### [REQUIRED TASK]
Set down every record once more, exactly as given.

### [GIVEN RECORDS]

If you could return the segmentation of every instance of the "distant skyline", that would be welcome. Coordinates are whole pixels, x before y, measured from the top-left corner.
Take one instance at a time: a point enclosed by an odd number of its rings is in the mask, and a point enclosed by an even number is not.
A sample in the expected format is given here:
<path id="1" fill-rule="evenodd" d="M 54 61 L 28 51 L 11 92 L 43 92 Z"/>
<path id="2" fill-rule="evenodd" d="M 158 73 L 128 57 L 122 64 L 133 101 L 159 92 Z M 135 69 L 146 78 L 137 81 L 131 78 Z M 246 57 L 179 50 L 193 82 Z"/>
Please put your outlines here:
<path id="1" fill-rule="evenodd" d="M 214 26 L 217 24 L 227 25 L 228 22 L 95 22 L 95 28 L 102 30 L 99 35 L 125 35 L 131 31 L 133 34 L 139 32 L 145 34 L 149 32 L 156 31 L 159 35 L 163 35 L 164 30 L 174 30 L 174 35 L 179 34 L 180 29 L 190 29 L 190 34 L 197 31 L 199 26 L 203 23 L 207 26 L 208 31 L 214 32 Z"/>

### [PROBLEM SOLUTION]
If you could return the segmentation of every instance of the "distant skyline", that would be welcome. Coordinates are whole pixels, x before y, measured from the top-left corner.
Take one instance at a time: a point enclosed by an odd number of its rings is in the mask, and a point enclosed by an even number is not.
A sample in the expected format is given here:
<path id="1" fill-rule="evenodd" d="M 54 61 L 28 51 L 11 92 L 43 92 Z"/>
<path id="2" fill-rule="evenodd" d="M 158 73 L 128 57 L 122 64 L 133 101 L 159 92 Z M 135 69 L 146 78 L 137 81 L 131 78 Z M 246 57 L 179 50 L 193 82 Z"/>
Please put your outlines here:
<path id="1" fill-rule="evenodd" d="M 214 26 L 217 24 L 227 25 L 228 22 L 95 22 L 95 28 L 102 30 L 99 35 L 125 35 L 131 31 L 133 34 L 139 32 L 145 34 L 149 32 L 156 31 L 159 35 L 163 35 L 164 30 L 174 30 L 174 35 L 179 34 L 180 29 L 190 29 L 190 34 L 197 31 L 199 26 L 203 23 L 207 26 L 208 31 L 214 32 Z"/>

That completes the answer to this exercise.